PROBLEM STATEMENT: In the get-well messages to an injured rider, how many miles a year does the writer who switched to dual sport and street bikes say they ride?

TEXT PROVIDED:
----
Anyway after dealing with that and seeing how long he was laid up with surgery, I decided no more. Since then I’ve spent all my spare time on dual sport/street bikes. I ride over 10,000 miles a year and have a great time. I know people cringe at the thought of street riding but with years of moto skills I think we all have a advantage over those who never raced moto. I feel pretty safe out there.
I hope you recover quickly and get out n time for Christmas. Best wishes to you and once again I am so sorry you are going through this. I’m 30 miles south and if I can ever do anything for you give me a holler. I ride up to San Clemente and beyond almost every week and would be glad to swing by and help with anything if needed.
Kenny - 760/207/9371
Racing days are over but maybe just some play riding with them. Hope you get to feeling better
All the prayers for you to get the "miracle" healing and shock everyone by gettin out of there very very soon!!
Once I got my business going the first thing that ran through my head as I was three wide in the first corner for a +50 holeshot was ... "hey dumbass what the hell are you doing ? ain't nobody going to drive your truck for you .... !!"
Since that epiphany I'm mr hang out in back and cruize the track. Risk vs reward isn't even an option. Hell I feel like I'm there for the comradery more than anything.
Anyway keep your eyes to the horizon, chin up, and check out the hot nurses.
(I never get them😠)
Kevin
Pit Row
Ironic, since my "walk away moment" involved a major concussion (no other injuries) on a blind 4th gear jump / obstructed landing. That was ten years ago. Have raced moto here and there and have done a decent amount of off-road / hare scrambles since then, but it's different now and I'm ok with it.
Completely understand where you're at. My half-glass statement is it could have been worse, but I know I'm preaching to the choir because I know you know that. Glad you're recovering and here to share your story and receive that positive healing feedback that only moto doods could understand. Prayers / thoughts / vibes your way for a good recovery, Merry Christmas, and Happy New Year!
You’ll heal up brother. Gonna be long road but it’ll pass.
----
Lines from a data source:
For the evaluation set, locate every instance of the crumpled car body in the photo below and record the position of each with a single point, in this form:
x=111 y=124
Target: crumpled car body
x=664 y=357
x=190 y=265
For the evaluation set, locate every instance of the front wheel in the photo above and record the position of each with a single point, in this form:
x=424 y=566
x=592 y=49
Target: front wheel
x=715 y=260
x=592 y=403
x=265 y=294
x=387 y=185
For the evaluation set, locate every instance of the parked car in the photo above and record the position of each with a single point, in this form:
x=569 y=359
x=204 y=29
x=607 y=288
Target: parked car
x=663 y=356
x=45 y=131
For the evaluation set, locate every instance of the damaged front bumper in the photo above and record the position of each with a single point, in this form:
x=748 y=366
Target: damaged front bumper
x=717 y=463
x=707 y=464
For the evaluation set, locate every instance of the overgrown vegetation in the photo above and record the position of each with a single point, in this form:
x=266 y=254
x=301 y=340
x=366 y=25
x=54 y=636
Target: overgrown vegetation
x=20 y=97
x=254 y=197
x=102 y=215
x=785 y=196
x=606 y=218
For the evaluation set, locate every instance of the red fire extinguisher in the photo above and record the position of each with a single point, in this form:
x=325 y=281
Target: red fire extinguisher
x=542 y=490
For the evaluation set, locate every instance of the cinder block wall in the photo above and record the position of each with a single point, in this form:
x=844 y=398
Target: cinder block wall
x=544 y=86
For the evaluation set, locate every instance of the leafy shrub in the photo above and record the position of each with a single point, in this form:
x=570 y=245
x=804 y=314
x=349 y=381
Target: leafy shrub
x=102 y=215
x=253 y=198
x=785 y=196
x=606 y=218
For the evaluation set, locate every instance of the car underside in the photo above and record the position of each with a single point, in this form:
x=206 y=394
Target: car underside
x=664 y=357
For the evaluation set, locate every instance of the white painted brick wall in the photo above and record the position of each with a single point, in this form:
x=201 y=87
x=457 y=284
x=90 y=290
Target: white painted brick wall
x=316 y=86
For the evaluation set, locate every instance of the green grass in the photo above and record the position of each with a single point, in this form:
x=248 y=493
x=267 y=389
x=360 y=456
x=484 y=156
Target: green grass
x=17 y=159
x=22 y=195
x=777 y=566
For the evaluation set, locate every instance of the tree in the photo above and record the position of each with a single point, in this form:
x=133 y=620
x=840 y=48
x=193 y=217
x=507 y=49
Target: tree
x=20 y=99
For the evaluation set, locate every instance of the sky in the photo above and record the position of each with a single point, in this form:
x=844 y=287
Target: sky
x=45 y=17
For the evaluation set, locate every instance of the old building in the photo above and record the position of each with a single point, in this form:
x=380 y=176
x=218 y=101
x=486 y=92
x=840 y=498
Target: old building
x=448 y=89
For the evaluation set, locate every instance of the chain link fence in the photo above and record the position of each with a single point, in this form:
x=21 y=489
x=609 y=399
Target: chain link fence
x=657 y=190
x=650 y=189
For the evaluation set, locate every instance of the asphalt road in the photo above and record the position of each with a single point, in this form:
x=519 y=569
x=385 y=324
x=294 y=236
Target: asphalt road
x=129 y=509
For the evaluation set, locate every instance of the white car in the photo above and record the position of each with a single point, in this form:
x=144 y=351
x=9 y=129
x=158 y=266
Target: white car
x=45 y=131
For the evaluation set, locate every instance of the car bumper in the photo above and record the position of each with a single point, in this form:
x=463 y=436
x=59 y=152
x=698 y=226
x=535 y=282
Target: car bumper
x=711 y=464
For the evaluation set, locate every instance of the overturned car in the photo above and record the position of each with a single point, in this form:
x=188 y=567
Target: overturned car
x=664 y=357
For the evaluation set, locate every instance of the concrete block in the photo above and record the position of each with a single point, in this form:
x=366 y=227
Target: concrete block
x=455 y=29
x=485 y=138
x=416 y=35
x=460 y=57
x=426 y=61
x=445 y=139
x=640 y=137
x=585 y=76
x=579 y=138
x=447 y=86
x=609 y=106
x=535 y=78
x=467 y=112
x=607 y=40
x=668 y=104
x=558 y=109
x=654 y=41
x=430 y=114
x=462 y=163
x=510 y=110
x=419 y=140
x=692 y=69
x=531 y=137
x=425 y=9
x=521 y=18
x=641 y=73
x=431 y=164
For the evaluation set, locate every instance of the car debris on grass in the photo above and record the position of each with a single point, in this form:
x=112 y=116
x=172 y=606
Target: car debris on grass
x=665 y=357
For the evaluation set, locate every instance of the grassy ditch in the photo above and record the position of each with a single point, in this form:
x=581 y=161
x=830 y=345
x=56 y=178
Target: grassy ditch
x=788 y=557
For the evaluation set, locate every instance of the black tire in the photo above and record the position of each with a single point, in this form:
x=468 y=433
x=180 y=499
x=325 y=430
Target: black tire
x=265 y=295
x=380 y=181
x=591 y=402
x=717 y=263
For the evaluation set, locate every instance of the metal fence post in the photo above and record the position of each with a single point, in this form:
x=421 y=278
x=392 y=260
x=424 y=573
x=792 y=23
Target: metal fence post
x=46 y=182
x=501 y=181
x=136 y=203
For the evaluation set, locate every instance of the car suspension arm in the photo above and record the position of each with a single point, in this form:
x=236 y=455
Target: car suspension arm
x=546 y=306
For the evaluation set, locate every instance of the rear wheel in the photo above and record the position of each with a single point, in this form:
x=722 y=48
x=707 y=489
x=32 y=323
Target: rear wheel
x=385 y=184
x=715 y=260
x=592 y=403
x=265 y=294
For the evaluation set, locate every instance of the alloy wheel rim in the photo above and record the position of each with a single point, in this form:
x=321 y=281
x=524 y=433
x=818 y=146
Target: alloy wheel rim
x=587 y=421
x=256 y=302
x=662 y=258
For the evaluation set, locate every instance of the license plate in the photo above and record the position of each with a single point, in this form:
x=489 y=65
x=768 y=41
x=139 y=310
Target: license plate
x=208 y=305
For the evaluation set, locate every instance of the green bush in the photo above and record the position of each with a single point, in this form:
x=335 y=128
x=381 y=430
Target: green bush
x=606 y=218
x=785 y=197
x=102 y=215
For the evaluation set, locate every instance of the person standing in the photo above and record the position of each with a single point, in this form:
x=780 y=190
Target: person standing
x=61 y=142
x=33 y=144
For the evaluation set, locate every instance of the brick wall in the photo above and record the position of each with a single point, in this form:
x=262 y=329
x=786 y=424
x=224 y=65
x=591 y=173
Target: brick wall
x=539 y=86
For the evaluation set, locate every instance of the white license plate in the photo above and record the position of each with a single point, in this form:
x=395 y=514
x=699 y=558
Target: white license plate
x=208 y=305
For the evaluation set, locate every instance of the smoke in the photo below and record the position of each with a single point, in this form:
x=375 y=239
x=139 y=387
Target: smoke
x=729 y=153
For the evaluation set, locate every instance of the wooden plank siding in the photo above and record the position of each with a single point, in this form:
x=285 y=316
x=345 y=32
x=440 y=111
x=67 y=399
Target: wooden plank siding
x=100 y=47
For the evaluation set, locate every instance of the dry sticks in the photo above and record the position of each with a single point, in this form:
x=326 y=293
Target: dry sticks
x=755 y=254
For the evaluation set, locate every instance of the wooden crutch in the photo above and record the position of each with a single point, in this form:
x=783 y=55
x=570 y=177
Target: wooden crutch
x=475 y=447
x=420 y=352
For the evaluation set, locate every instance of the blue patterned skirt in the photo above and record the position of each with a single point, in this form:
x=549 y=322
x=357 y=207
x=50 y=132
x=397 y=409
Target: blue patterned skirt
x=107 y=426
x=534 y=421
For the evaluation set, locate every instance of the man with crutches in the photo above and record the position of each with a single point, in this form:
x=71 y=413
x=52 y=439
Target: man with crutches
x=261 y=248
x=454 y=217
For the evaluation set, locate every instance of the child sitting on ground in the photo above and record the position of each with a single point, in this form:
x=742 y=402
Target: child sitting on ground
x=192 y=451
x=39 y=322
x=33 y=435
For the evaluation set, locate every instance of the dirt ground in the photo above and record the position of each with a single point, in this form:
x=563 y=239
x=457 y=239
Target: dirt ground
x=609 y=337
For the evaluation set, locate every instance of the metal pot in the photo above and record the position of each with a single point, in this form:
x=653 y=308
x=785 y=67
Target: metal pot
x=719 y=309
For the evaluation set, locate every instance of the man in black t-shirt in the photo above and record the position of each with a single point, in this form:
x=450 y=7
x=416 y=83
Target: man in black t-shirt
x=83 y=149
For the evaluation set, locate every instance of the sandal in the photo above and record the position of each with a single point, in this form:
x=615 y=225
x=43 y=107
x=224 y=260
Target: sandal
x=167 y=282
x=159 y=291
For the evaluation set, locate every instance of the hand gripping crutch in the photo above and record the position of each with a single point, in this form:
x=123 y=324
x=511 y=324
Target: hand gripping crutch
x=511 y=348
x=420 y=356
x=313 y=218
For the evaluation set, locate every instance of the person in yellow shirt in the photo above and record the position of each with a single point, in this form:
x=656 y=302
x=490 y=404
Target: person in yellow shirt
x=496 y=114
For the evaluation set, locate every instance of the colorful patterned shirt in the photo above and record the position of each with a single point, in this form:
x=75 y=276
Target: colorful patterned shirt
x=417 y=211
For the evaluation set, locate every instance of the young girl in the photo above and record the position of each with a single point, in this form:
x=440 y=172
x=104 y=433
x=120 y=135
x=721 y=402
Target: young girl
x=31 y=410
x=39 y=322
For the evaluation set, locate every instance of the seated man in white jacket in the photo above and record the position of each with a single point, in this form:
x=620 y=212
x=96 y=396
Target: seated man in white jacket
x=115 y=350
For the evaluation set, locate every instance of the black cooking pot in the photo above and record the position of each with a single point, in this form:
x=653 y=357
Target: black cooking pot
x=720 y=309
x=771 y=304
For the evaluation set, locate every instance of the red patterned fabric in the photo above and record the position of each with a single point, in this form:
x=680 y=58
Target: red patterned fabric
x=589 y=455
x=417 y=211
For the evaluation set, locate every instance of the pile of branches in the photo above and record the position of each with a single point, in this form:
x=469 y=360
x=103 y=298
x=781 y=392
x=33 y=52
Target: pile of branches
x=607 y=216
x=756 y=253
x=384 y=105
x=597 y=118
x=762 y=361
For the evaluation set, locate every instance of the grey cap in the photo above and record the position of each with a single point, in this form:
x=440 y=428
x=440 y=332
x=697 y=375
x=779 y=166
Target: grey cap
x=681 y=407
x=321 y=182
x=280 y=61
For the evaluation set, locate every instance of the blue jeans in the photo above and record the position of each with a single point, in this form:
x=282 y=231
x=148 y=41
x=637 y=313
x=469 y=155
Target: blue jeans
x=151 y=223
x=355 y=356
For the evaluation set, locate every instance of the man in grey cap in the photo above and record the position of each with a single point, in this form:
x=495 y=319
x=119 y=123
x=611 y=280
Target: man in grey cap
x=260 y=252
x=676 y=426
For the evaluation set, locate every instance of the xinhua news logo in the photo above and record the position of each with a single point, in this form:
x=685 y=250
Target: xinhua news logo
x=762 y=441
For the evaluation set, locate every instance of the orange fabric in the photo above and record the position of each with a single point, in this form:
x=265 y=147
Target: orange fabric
----
RESPONSE TO THIS TASK: Over 10,000 miles a year.